Data to examine:
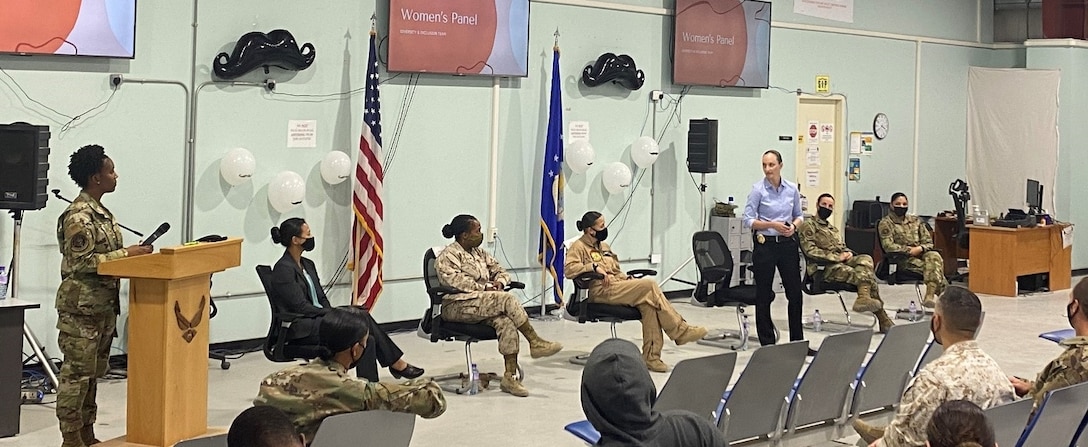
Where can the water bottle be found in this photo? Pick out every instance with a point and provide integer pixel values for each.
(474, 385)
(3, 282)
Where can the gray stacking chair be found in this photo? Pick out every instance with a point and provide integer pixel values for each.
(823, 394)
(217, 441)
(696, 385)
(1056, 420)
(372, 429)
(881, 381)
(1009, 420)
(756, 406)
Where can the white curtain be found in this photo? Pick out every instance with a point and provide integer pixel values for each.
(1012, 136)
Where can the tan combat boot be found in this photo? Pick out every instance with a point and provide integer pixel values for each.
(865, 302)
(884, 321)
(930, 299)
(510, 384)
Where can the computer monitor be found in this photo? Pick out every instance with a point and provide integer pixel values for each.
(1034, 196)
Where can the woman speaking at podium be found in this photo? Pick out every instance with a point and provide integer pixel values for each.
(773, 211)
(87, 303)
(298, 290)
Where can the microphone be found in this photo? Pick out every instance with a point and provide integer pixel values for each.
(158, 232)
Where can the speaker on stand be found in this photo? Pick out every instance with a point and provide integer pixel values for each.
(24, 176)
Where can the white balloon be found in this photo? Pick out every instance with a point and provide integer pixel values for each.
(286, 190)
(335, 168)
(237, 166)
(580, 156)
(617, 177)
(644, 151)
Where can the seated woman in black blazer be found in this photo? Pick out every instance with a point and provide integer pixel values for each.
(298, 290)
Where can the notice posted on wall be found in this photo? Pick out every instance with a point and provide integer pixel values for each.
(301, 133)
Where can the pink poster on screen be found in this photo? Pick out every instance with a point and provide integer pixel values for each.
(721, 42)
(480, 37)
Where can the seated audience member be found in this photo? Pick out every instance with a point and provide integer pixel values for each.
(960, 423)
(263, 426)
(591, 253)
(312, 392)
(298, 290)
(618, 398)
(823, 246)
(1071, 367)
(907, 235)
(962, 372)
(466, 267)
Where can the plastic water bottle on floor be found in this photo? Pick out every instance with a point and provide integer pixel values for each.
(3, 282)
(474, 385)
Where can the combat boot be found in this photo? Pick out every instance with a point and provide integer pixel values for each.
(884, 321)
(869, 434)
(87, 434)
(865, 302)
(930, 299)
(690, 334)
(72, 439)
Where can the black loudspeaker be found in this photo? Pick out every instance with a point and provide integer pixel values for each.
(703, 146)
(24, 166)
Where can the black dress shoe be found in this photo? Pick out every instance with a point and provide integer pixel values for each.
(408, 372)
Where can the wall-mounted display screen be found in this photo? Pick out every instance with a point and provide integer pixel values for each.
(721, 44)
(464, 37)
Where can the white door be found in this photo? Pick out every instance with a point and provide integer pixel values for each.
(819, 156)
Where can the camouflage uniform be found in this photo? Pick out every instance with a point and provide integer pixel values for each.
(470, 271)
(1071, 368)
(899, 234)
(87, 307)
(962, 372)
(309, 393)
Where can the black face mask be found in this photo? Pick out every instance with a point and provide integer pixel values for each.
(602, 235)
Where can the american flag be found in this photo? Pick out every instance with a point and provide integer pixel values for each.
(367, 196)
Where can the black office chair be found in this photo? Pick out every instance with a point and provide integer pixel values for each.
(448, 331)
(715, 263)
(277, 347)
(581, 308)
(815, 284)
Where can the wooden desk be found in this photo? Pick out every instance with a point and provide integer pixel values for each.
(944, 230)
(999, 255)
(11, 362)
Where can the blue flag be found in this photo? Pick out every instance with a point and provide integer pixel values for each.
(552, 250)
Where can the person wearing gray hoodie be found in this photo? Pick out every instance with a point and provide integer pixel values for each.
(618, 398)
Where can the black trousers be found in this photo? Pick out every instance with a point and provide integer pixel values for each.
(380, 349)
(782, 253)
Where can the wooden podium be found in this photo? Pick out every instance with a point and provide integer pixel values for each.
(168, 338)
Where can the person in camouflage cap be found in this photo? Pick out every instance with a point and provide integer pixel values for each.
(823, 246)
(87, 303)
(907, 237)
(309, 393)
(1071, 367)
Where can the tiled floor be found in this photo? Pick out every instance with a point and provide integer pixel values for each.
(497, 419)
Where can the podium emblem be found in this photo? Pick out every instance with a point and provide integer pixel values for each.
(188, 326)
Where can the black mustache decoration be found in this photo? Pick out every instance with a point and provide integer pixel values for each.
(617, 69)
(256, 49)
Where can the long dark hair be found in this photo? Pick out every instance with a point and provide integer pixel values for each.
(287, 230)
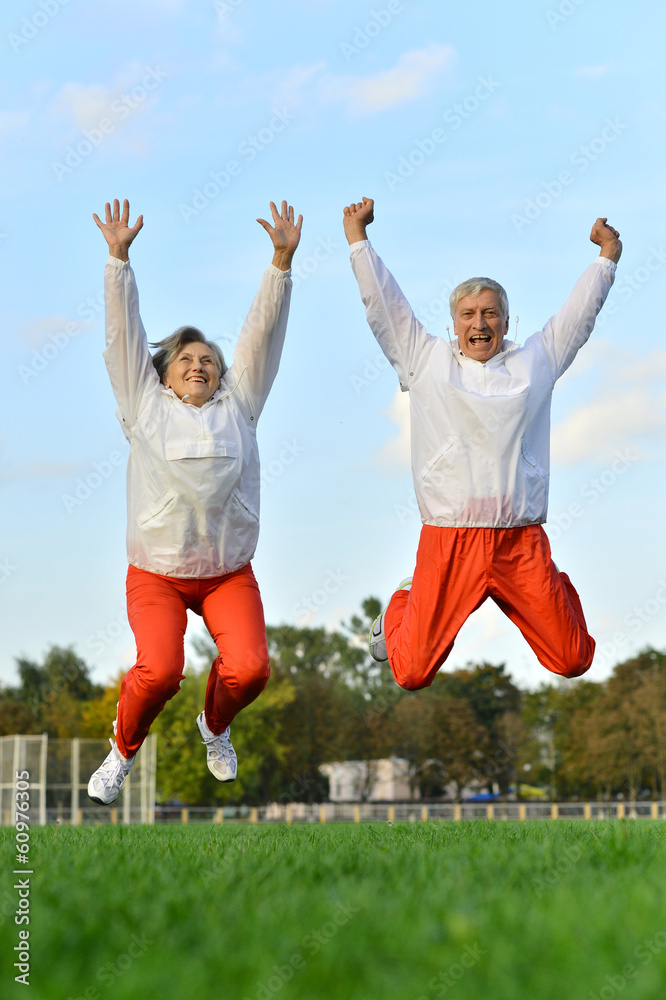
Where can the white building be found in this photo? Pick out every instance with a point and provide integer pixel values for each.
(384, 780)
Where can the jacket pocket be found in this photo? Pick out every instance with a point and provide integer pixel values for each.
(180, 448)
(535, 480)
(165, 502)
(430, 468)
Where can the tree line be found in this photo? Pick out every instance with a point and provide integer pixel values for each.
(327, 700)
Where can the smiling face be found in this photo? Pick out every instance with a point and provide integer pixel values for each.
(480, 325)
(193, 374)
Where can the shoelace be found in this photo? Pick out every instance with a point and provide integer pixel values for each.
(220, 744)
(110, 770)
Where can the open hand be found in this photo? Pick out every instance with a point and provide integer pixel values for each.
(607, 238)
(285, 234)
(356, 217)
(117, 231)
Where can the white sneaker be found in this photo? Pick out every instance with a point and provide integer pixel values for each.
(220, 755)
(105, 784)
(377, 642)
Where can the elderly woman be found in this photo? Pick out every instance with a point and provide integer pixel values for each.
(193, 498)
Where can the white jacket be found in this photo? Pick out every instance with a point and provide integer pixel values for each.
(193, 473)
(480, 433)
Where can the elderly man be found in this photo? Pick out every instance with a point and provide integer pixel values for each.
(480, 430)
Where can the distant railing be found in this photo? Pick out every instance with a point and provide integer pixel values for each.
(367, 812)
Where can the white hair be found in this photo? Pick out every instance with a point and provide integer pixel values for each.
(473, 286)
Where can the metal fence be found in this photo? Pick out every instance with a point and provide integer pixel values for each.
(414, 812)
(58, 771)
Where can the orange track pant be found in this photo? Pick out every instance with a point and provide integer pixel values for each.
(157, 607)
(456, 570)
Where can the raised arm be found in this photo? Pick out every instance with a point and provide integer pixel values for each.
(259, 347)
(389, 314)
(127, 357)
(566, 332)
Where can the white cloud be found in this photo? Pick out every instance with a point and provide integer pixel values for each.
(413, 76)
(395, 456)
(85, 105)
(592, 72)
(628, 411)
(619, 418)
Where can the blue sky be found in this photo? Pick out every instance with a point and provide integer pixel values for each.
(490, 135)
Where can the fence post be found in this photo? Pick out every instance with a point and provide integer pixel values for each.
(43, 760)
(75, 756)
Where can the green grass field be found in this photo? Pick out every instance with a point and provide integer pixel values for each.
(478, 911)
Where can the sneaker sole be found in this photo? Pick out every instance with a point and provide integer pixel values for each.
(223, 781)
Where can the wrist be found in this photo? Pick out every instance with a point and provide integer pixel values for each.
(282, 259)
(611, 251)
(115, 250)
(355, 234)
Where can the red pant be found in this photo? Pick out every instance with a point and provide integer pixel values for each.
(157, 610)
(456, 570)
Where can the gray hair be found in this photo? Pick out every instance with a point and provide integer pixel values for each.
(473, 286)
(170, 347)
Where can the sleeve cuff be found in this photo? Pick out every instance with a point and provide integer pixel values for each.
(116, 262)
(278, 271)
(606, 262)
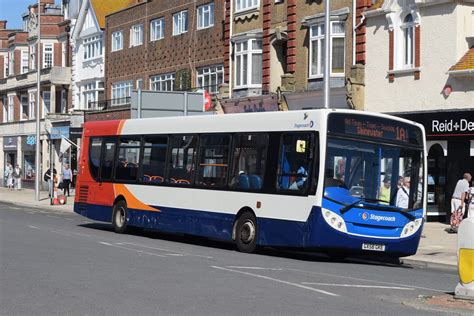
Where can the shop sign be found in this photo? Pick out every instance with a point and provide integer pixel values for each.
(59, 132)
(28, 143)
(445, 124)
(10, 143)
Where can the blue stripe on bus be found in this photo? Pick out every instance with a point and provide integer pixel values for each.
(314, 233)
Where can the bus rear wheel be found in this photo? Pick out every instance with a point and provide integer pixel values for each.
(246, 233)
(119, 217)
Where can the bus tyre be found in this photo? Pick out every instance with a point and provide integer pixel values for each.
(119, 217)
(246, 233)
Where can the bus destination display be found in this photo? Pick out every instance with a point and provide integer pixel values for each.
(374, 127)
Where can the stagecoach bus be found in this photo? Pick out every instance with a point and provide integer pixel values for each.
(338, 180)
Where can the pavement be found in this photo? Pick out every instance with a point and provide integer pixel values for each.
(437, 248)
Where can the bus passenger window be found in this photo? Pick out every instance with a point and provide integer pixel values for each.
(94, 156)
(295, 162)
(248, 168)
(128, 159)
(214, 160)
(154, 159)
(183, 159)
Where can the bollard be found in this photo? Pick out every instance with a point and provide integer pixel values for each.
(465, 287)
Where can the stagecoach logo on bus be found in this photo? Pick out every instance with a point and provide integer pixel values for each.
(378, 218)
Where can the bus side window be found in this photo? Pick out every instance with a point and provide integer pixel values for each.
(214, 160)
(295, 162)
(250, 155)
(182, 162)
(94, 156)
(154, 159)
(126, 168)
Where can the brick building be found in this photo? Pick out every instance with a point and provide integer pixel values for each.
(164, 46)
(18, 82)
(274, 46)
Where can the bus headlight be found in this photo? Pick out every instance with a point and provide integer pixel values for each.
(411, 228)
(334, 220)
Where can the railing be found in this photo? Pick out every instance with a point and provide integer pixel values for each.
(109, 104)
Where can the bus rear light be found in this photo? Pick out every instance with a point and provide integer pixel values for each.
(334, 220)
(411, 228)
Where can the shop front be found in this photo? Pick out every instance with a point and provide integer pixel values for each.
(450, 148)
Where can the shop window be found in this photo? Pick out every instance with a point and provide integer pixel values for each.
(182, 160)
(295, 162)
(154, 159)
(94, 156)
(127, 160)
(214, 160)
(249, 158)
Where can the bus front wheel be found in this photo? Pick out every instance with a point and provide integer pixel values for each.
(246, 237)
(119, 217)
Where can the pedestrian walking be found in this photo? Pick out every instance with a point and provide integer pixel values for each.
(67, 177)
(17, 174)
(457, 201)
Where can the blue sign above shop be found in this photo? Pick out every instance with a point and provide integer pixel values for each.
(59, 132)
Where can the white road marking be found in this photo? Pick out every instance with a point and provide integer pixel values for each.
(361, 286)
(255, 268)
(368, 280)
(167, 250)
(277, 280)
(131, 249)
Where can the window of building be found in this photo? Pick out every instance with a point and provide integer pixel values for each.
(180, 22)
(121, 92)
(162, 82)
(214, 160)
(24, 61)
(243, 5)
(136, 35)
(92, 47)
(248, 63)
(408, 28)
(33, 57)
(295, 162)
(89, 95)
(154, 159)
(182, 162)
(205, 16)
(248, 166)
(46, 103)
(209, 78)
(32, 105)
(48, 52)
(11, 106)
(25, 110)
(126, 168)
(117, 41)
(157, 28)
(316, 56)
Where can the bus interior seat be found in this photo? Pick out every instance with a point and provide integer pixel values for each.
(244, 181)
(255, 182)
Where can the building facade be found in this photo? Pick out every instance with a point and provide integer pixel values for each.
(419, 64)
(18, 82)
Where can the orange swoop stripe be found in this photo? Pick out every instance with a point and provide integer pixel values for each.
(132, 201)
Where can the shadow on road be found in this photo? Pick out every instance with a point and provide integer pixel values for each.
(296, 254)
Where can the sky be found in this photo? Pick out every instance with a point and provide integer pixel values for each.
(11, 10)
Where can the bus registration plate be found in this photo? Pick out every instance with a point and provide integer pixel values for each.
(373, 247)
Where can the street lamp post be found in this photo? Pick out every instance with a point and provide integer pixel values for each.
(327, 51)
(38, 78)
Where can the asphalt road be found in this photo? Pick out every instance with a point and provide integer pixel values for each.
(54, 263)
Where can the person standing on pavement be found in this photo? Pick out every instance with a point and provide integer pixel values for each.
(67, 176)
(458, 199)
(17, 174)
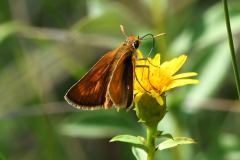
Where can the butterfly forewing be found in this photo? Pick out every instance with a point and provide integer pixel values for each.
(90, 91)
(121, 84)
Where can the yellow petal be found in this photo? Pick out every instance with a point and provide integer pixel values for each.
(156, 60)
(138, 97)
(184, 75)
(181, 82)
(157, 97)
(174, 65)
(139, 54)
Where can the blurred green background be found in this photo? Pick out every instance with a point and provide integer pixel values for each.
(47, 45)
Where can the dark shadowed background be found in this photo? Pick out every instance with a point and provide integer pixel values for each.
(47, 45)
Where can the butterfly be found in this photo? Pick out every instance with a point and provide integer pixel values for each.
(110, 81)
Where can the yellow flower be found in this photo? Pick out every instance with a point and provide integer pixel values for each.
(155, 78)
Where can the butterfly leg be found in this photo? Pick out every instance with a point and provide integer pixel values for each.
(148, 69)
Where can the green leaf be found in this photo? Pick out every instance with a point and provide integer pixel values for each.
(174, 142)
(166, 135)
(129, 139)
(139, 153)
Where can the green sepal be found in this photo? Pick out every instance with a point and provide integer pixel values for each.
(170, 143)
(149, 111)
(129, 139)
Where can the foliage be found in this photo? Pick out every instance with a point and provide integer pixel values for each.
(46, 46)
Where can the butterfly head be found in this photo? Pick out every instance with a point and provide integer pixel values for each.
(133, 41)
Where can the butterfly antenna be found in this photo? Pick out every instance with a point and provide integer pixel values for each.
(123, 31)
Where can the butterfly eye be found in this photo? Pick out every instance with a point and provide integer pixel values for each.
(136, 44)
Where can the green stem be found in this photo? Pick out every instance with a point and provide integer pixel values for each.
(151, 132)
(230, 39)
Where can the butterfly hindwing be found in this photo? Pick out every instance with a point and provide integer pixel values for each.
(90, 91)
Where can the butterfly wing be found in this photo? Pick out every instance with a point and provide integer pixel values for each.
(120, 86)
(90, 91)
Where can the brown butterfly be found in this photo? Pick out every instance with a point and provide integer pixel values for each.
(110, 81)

Directions:
Your answer is to contain exactly the lines from the one holding "Where can the butterfly wing" to the end of the entries, with no other line.

Response box:
Where can the butterfly wing be found in this photo? Pick out every instance with a point and provide integer pixel values for each.
(120, 86)
(90, 91)
Where can the brown butterfly be found in this photo? Pick out every instance with a point and provide integer pixel values for each.
(110, 81)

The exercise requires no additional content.